Material provided: Begin

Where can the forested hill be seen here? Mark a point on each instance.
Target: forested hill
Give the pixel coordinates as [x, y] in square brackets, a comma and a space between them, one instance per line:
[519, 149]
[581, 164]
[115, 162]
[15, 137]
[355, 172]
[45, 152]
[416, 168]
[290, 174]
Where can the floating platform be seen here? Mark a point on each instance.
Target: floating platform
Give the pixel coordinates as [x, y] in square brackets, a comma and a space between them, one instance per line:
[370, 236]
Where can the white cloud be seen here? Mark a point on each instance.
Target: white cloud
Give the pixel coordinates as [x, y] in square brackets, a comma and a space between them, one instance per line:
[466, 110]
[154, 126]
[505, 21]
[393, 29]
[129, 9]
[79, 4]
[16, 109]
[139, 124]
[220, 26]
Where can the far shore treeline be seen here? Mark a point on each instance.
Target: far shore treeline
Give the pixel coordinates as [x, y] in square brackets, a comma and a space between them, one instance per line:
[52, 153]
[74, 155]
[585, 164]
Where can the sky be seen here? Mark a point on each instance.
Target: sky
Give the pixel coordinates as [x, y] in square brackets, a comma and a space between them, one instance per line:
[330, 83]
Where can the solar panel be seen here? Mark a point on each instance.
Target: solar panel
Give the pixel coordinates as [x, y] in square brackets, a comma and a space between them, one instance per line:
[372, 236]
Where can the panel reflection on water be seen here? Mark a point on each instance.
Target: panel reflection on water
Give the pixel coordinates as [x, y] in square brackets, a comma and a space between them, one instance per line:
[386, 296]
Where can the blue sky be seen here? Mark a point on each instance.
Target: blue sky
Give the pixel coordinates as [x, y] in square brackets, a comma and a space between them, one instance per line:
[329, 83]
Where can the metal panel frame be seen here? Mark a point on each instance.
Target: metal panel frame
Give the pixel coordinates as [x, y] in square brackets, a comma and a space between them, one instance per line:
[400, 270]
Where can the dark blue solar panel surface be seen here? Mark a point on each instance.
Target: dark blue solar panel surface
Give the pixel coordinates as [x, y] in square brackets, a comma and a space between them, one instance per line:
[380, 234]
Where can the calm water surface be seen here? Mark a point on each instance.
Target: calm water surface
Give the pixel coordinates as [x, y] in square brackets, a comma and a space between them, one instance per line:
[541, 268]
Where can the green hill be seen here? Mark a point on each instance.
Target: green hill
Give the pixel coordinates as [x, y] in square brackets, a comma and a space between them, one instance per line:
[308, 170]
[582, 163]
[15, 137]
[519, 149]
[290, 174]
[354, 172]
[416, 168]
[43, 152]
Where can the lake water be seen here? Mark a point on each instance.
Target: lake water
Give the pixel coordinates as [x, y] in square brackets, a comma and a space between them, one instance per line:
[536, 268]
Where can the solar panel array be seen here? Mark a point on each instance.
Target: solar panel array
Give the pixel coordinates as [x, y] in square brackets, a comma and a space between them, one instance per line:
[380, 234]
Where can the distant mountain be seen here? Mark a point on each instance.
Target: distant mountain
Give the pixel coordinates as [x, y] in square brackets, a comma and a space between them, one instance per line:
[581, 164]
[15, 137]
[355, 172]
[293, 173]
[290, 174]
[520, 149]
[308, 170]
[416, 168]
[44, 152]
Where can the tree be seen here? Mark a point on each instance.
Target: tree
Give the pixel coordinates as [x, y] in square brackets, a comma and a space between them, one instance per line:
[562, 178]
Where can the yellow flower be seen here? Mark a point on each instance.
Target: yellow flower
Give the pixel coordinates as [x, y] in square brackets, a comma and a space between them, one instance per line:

Material provided: End

**Task**
Take each line above that holds the string "calm" and copy it.

**Answer to this problem**
Where can the calm water surface be seen here? Mark a point on each instance.
Target: calm water surface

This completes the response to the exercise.